Work instructions »
Extract the material below verbatim, everything from its first line down to the line containing "(1335, 343)", with both ends included.

Task material »
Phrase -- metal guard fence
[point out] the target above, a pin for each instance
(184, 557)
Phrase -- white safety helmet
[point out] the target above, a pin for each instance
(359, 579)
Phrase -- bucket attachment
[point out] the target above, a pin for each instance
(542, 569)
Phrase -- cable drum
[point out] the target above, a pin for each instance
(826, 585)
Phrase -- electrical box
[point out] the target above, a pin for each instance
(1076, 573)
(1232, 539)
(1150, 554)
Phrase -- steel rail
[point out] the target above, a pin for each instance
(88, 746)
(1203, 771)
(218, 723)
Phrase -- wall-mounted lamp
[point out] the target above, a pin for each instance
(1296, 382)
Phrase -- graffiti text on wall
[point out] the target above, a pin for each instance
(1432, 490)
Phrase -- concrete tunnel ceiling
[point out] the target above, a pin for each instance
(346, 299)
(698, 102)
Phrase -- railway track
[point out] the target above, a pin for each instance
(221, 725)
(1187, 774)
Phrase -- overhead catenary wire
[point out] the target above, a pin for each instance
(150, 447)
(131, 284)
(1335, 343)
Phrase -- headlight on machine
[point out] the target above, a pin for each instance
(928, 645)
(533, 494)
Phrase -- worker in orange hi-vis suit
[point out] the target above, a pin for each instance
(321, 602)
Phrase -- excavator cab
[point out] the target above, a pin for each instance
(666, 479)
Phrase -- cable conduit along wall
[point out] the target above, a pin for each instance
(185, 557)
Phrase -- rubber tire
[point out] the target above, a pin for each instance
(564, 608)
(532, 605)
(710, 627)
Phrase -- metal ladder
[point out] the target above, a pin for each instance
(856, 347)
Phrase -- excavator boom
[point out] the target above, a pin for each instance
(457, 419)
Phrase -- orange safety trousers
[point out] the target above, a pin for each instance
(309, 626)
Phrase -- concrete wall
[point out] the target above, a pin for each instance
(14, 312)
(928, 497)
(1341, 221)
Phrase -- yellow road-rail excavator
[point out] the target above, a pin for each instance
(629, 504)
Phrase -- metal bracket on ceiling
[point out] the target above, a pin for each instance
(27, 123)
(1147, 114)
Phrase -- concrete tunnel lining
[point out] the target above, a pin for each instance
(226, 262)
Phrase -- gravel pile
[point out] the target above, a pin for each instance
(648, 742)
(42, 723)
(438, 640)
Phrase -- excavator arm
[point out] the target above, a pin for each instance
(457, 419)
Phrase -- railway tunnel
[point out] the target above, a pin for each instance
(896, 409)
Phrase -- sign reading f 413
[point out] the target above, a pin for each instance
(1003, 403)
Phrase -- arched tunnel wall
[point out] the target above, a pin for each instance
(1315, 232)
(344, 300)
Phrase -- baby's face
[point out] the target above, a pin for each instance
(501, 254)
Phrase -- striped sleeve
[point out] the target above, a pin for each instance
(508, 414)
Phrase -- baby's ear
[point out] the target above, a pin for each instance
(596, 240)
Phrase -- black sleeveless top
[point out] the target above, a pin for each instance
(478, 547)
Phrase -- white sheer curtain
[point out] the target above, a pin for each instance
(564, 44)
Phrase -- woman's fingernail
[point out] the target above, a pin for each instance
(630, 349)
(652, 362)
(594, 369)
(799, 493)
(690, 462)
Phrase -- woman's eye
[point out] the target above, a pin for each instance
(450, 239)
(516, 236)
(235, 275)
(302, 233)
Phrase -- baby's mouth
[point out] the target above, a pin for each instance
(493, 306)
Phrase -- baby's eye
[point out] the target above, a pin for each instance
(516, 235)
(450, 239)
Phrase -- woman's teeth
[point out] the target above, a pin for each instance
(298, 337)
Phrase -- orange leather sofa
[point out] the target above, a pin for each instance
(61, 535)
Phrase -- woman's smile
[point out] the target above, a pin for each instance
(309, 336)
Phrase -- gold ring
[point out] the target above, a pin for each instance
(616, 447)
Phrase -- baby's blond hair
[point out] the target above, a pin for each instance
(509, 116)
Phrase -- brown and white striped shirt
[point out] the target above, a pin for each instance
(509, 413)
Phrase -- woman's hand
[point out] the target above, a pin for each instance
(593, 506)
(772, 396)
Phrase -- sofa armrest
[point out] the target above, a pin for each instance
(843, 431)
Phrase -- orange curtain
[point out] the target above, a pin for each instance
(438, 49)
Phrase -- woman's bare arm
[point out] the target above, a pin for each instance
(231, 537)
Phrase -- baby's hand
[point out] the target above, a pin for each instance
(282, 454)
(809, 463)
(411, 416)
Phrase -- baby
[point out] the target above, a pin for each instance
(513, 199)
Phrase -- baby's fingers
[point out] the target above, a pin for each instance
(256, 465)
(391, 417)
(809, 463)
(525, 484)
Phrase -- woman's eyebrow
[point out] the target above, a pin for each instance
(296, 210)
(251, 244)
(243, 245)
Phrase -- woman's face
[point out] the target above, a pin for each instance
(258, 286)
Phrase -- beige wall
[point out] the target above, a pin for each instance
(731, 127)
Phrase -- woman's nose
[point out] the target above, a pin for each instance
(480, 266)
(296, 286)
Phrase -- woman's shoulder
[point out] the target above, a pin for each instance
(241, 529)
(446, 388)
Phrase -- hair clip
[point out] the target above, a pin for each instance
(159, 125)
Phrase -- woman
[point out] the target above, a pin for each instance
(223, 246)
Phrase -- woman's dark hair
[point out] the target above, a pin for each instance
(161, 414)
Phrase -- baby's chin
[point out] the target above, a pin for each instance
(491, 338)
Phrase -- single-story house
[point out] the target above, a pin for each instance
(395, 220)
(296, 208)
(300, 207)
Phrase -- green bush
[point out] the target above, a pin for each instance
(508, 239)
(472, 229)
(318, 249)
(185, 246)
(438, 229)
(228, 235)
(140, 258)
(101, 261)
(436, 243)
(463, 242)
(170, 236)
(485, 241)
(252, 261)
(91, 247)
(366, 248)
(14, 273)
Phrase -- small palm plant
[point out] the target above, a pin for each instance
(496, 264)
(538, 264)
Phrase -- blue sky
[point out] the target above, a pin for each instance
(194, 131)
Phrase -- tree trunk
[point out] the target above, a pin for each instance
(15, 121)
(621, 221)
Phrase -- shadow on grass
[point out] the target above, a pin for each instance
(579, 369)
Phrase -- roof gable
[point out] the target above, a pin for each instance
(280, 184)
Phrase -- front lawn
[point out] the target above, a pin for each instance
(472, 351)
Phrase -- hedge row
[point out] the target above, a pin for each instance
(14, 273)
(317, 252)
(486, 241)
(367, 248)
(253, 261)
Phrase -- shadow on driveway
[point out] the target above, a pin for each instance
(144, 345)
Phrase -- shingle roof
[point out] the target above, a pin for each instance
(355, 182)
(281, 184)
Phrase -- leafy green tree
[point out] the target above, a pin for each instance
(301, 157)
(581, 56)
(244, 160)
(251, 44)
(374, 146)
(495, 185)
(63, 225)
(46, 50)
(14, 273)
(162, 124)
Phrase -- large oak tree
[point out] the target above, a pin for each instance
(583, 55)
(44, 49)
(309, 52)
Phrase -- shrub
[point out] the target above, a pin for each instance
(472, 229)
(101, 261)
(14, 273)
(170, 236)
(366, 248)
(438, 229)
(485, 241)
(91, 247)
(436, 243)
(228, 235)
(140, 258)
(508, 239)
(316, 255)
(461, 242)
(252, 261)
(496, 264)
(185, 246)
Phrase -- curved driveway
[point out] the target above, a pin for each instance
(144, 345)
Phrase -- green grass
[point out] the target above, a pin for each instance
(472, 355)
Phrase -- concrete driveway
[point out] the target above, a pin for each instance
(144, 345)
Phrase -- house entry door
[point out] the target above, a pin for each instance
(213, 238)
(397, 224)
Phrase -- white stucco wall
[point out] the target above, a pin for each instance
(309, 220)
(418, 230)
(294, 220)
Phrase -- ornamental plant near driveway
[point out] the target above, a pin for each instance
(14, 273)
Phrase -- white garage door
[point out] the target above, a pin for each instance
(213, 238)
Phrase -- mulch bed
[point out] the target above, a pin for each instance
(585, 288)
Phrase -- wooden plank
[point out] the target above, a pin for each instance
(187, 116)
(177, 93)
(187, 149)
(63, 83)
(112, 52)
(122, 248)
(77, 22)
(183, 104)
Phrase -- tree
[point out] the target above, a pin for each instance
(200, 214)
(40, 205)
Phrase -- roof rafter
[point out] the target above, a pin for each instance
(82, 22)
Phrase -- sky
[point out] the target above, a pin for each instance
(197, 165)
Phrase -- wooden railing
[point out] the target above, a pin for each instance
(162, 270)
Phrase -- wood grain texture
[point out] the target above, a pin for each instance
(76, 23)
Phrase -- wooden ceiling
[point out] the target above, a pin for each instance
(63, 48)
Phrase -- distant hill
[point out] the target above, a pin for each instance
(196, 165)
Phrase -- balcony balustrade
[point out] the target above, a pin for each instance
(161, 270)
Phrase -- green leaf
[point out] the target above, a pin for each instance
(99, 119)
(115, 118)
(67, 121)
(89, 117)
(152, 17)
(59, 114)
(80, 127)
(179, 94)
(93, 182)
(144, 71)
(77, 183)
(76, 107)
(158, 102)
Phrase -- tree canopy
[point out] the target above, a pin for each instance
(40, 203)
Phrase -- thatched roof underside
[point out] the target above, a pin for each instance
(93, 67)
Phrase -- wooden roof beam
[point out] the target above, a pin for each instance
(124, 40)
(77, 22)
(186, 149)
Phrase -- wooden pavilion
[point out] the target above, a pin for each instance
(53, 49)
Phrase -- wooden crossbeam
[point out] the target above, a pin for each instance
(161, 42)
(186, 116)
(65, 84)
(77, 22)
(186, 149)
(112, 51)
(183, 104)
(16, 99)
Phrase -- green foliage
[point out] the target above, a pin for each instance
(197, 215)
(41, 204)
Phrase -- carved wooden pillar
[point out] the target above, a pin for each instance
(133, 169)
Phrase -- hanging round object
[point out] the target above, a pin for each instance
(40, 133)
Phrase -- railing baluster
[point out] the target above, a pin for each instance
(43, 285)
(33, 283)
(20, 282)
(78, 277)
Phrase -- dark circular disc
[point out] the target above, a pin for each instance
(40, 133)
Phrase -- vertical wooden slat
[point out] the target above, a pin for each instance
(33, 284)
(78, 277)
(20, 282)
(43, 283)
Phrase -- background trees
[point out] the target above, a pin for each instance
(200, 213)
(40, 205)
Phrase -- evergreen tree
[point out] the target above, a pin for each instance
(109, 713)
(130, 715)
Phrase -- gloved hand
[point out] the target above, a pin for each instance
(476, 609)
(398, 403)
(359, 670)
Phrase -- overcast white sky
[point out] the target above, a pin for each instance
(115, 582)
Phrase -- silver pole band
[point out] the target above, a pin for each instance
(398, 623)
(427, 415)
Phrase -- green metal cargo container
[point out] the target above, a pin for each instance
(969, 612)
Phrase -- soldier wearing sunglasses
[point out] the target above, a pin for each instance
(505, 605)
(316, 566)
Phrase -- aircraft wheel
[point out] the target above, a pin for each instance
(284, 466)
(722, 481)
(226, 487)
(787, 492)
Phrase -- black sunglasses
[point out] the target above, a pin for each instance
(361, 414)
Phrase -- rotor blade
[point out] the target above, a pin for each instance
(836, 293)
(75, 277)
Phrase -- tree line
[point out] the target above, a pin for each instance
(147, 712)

Solution to this exercise »
Phrase -- metal guard fence
[point out] the target above, a pin for each instance
(184, 557)
Phrase -- white safety helmet
[point out] the target above, a pin for each instance
(359, 579)
Phrase -- bucket attachment
[point out] the target above, a pin for each instance
(542, 569)
Phrase -- cable drum
[point out] the target above, a pin for each instance
(826, 585)
Phrase -- electrical box
[point out] the target above, a pin for each instance
(1076, 573)
(1232, 539)
(1150, 554)
Phrase -- steel rail
[point out] the target above, a pin for each instance
(88, 746)
(1203, 771)
(218, 723)
Phrase -- wall-mounted lamp
[point out] the target above, a pin for each instance
(1296, 382)
Phrase -- graffiti text on wall
[point out] the target above, a pin for each instance
(1432, 490)
Phrase -- concrete tunnel ceiling
[point out] the target above, a pin for each instance
(346, 299)
(698, 102)
Phrase -- railway track
[point out] the target above, a pin for each instance
(221, 725)
(1187, 774)
Phrase -- overhead catenary wire
[point out] the target above, a pin for each instance
(150, 447)
(131, 284)
(1335, 343)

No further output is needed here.